• **WHAT YOU ARE ASKED TO DO**
Write the next part of the article about Moffitt's cancer testing assays, starting right after its final sentence.

___ EXERCISE PASSAGE ___

Moffitt pathologists are also rolling out another new assay this year that is similar to STAR. The myeloid action panel, or MAP, is a comprehensive 98-gene panel for blood and bone marrow cancers. While Moffitt STAR is used for solid tumors, MAP will be used for liquid ones and has the potential to be one of the best assays in the malignant hematology field.
“This is everything in one go, which is relatively unique,” said pathologist Mohammad Hussaini, MD. Before Moffitt MAP, pathologists had to do one expensive next generation sequencing test and then send out the sample for parallel testing to make sure they weren’t missing anything. “That’s added cost and time and now, with Moffitt MAP, we don’t have to do that anymore,” Hussaini said.
Identifying these mutations quickly and easily will help pathologists make a diagnosis, determine prognosis and help develop a more tailored treatment strategy. “Starting off on the right foot with the right test makes all the difference,” said Hussaini. “You can’t treat unless you have the proper diagnosis.”
All of the Moffitt STAR’s results go through Moffitt’s Personalized Medicine Group for further interpretation that is specific to each patient. The data is also kept for future research.
“As pathologists, we are stewards of the data and the samples, so it’s really important we get it to the researchers,” said Boyle. “It’s not just about patient care today, but the research to make things better in the future.”
With hundreds of cases run through Moffitt STAR, researchers have already started to see patterns emerge, specifically in advanced kidney cancer cases.
Epidermal growth factor receptor, or EGFR, is a protein that is amplified in cancer cells. It is most commonly found in lung cancer, and patients identified to have an EGFR mutation are eligible for certain targeted treatments. However, EGFR has never been significant in kidney cancer. All that changed once Moffitt STAR gave pathologists a look at RNA; they noticed a trend after running three kidney cancer samples.
“What we are finding is that it’s not at the DNA level that we are finding changes in EGFR in kidney cancer, but at the RNA level,” said genitourinary oncologist Brandon Manley, MD. “Only in kidney cancer cells is EGFR getting spliced at an abnormal rate way too often to just be a coincidence.”

___ EXERCISE DATA ___

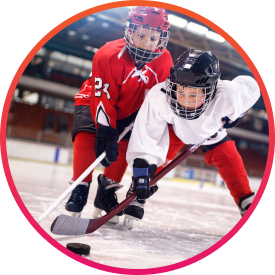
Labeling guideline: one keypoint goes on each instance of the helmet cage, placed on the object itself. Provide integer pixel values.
(172, 91)
(140, 55)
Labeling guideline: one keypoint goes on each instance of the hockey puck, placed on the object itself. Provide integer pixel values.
(79, 248)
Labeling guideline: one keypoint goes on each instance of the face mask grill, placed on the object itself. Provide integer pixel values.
(188, 102)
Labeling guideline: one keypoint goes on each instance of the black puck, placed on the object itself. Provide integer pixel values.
(79, 248)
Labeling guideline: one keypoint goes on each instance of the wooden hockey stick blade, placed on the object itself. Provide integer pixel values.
(67, 225)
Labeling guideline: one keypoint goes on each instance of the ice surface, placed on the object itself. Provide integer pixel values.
(181, 220)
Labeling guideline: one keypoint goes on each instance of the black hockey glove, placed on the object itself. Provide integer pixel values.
(106, 139)
(143, 172)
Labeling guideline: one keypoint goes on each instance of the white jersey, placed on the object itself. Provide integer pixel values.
(150, 136)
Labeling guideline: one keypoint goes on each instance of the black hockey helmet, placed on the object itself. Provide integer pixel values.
(193, 69)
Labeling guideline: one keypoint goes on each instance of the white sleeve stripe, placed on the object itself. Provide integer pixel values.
(101, 116)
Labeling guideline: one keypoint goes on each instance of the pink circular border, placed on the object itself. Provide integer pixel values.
(37, 227)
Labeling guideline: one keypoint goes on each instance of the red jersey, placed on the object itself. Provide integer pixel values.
(116, 88)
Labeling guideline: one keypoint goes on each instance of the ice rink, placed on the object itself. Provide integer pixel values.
(181, 220)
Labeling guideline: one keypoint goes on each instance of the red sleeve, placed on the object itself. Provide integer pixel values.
(162, 66)
(83, 97)
(104, 92)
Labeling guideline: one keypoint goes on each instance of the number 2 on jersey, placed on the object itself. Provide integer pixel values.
(98, 87)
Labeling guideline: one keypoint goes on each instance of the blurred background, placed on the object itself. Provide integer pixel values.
(41, 112)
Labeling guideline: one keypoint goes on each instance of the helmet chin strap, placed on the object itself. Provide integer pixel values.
(142, 56)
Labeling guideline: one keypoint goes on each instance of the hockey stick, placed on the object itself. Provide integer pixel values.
(82, 177)
(67, 225)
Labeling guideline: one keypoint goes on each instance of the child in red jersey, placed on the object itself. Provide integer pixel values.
(123, 72)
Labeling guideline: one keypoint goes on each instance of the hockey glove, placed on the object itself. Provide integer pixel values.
(106, 139)
(143, 172)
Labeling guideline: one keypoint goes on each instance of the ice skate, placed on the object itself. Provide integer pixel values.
(106, 198)
(245, 202)
(78, 199)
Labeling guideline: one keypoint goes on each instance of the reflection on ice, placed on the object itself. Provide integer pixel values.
(180, 220)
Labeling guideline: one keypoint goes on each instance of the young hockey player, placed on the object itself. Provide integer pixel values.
(194, 101)
(123, 72)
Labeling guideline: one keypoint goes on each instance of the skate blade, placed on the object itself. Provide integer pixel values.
(98, 213)
(75, 214)
(129, 221)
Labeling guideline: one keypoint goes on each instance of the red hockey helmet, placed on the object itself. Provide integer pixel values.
(151, 23)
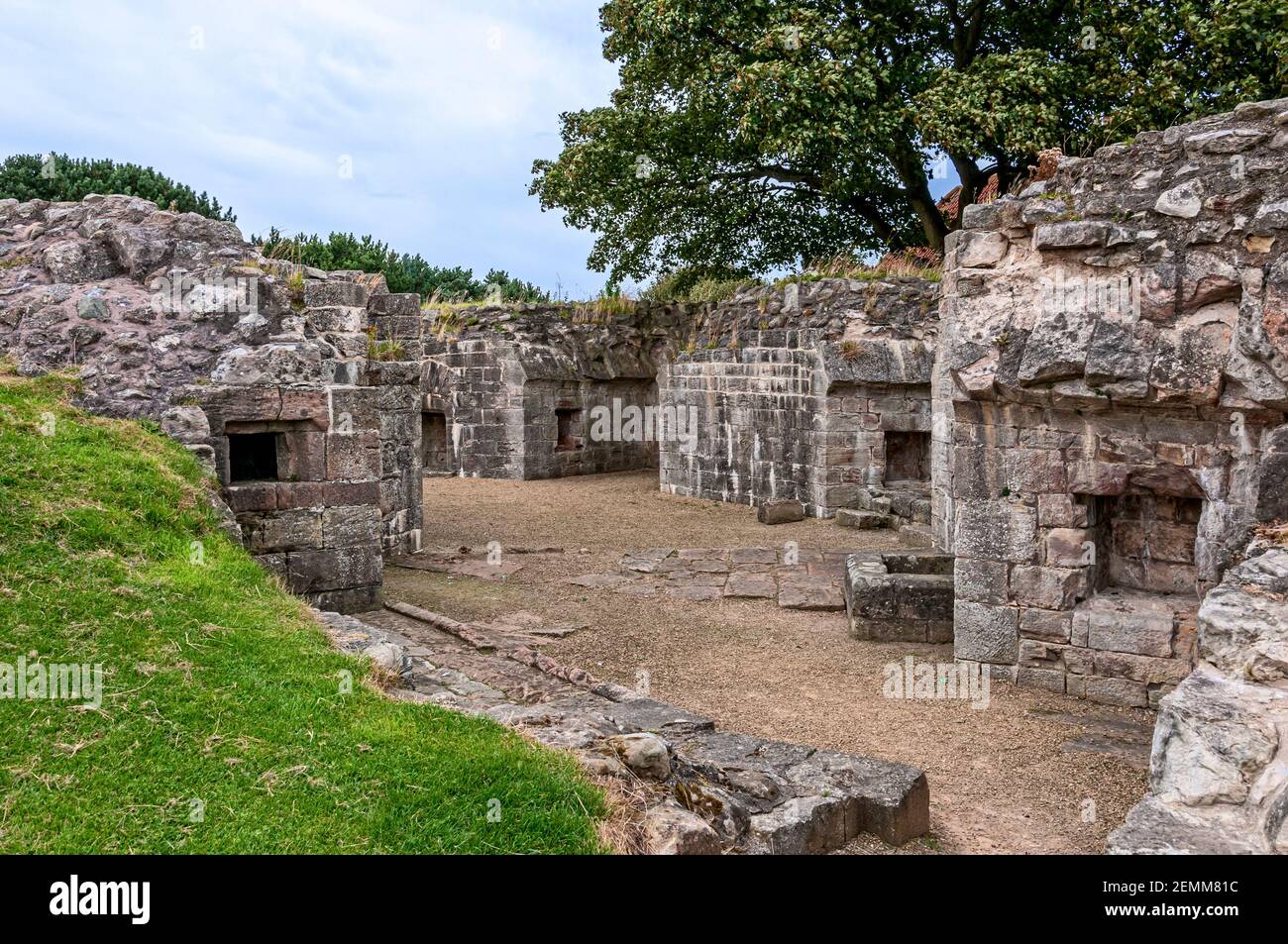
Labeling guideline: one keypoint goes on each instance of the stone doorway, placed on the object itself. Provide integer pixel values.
(433, 438)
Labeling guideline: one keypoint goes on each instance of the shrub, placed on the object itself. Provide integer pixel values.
(60, 178)
(403, 271)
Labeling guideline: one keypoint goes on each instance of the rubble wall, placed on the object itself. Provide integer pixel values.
(804, 413)
(262, 367)
(1111, 390)
(1216, 780)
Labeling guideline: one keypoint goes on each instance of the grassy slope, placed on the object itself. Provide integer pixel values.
(219, 686)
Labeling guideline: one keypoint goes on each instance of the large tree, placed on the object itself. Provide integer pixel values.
(750, 134)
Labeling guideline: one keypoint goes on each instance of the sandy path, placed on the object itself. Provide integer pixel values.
(1000, 778)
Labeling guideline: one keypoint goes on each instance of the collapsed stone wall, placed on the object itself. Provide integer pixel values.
(261, 367)
(1218, 768)
(514, 393)
(1112, 381)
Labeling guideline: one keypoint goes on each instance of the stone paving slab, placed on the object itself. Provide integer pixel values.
(711, 790)
(809, 579)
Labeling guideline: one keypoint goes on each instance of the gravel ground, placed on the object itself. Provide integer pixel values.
(1000, 778)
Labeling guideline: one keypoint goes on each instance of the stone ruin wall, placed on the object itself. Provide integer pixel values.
(511, 391)
(1096, 467)
(258, 366)
(1113, 376)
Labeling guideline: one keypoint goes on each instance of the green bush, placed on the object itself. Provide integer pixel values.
(697, 284)
(60, 178)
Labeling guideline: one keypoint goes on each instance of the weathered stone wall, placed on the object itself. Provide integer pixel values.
(1216, 781)
(259, 366)
(805, 413)
(748, 423)
(1113, 371)
(141, 300)
(515, 389)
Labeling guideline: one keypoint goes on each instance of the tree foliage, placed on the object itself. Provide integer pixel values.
(759, 133)
(403, 271)
(60, 178)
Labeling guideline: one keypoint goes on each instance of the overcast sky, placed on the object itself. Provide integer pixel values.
(441, 108)
(437, 108)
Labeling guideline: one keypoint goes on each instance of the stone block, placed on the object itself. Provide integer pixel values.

___

• **TASK RESPONSE**
Manley says this discovery is like finding a needle in a haystack. Now that they know what to look for, researchers can validate their finding and begin expanded studies. Manley has been recommended for a U.S. Department of Defense grant for additional research, and believes this could lead to important advancements in kidney cancer, the most lethal of all genitourinary cancers.
“Given the fact that this is so unique to kidney cancer, the next question is: Is there some way that this helps the cancer survive, grow or spread?” Manley asked. “And more importantly, can we use this against the cancer? Can we use this to better monitor patients, screen patients, follow treatment outcomes, or even the Holy Grail: can we develop a specific drug to exploit this?”
Constance Kihm, almost two years since her diagnosis, said she finds it incredible how far cancer treatment has come in the last decades. Rather than the generic “one size fits all” chemotherapy treatment, doctors now have the ability to identify specific mutations that can dictate certain FDA-approved treatments or clinical trials. “They’ve come so far since my dad died of cancer in 1947,” said Kihm about the father she never got to know because cancer claimed his life.
Kihm has also come far since landing in that hospital bed in South Africa. With her renewed quality of life, she is back to dancing. She started slow, taking a hula class which brought her back to the stage for her first performance in over a year.
In July, Kihm took yet another step forward—literally—lacing up those $75 tap shoes for her first tap class in eight months. “I was grinning from ear to ear,” she said. “I made it the entire class without having to sit down. It was the best feeling ever.”